## YOUR OBJECTIVE
Retype the listing that follows, word for word.

[Lines of data]
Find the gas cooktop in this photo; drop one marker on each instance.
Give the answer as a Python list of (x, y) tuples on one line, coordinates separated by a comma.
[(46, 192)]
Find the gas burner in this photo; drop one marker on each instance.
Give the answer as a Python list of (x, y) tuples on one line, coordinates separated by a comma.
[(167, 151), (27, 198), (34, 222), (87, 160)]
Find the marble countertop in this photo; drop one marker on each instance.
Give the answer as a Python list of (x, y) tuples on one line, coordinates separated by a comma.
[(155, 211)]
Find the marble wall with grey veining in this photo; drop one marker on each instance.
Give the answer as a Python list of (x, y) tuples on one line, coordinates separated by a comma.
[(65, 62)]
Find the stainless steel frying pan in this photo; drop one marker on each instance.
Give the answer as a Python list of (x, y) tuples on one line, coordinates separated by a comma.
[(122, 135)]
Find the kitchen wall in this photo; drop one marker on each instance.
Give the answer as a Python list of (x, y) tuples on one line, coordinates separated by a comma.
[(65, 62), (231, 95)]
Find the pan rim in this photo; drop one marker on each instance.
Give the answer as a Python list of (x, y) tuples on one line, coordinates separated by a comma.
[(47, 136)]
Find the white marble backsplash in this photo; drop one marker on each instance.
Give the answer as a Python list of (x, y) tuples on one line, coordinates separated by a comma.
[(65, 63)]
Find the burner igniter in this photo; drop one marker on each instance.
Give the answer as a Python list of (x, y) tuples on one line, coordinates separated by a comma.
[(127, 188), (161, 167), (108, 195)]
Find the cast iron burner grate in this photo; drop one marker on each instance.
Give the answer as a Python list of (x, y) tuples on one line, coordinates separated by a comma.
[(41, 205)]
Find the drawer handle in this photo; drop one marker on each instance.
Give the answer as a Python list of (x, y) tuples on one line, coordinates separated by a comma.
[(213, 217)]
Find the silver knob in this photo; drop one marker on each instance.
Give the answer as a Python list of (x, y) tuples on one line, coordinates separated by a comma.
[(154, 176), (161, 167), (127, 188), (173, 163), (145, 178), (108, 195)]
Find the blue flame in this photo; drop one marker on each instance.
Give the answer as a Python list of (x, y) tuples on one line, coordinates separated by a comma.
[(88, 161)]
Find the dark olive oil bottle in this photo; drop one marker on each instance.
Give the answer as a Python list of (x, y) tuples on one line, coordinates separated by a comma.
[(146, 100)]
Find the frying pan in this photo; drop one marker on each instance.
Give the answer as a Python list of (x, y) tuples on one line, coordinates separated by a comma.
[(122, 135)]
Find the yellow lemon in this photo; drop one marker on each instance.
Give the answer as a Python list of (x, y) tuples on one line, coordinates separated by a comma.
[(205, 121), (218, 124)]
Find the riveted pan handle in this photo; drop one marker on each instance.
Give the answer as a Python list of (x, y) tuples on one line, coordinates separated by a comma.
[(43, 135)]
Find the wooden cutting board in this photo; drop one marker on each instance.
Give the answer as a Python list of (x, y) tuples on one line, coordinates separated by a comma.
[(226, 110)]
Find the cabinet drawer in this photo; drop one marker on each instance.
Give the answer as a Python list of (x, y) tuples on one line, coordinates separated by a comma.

## EXPECTED ANSWER
Find the gas cooktop in this photo; drop one marker on each instance.
Give the answer as a Python list of (x, y) tuples on one line, coordinates separated by a comma.
[(46, 192)]
Find the gas burner in this photo; drop one marker on each instance.
Give the answer as a Python list of (x, y) tuples on one line, coordinates separated by a comma.
[(167, 151), (27, 198), (34, 222), (87, 160)]
Find the marble countertop in this photo; drop one marker on each instance.
Give the answer as a Python list of (x, y) tuples on one line, coordinates separated by a comma.
[(155, 211)]
Find the marble wall with grey veining in this photo; drop one marker on each instance.
Give the answer as a Python list of (x, y) tuples on one line, coordinates separated by a comma.
[(65, 62)]
Find the stainless steel frying pan in this photo; drop one marker on each instance.
Give the answer as a Python list of (x, y) tuples on one line, coordinates separated by a comma.
[(122, 135)]
Find the kitchen wall in this photo; drop one marker on each instance.
Give the answer as a Python list of (x, y) tuples on one line, coordinates separated by a comma.
[(65, 62), (231, 95)]
Find the pan rim in this photo; drop one marker on each instance.
Give the answer as a Python list of (x, y) tuples on one line, coordinates separated by a comma.
[(47, 136)]
Find the white marble backsplash in this photo; drop one marker on each instance.
Give the answer as a Python list of (x, y) tuples on one line, coordinates separated by a comma.
[(65, 63)]
Find the burner igniter in this photo; drop one marker on each instance.
Give the answer as a Python list of (x, y) tuples on one line, coordinates separated by a comma.
[(127, 188), (161, 167), (108, 195)]
Find the cast iron burner grate in this photo; drop one marker on each instance.
Give the answer as a Python list of (x, y) tuples on one line, coordinates separated by a comma.
[(41, 205)]
Find the drawer handle in this photo; drop one marker on each instance.
Give the answer as a Python list of (x, y) tuples on one line, coordinates separated by a comma.
[(213, 217)]
Find the silver knob in this photo; drop one marker on each instance.
Give the answer as a Python list of (x, y) tuples on one line, coordinates separated by a comma.
[(154, 176), (161, 167), (127, 188), (173, 163), (145, 178), (108, 195)]
Find the blue flame in this photo; drop one marker on each instance.
Give the answer as a Python list of (x, y) tuples on one line, coordinates separated by a comma.
[(88, 161)]
Find the dark olive oil bottle in this photo; drop one marker on each instance.
Give the answer as a Python list of (x, y) tuples on one line, coordinates separated by a comma.
[(146, 100)]
Find the frying pan in this photo; drop one marker on each instance.
Give the answer as a Python list of (x, y) tuples on one line, coordinates separated by a comma.
[(122, 135)]
Find the yellow lemon in this photo; drop one marker on each instance.
Give the answer as a Python list of (x, y) tuples on one line, coordinates separated by a comma.
[(205, 121), (218, 124)]
Find the riveted pan handle in this photo; drop one marker on each instance.
Give the answer as a Python list of (x, y) tuples on one line, coordinates separated by a comma.
[(43, 135)]
Find the wooden cutting board in this photo; drop one marker on each instance.
Give the answer as a Python list of (x, y) tuples on one line, coordinates separated by a comma.
[(226, 110)]
Find the cabinet drawer in this photo; drop one marker on each instance.
Give the answer as a Python list of (x, y) tuples on one line, coordinates separated by a comma.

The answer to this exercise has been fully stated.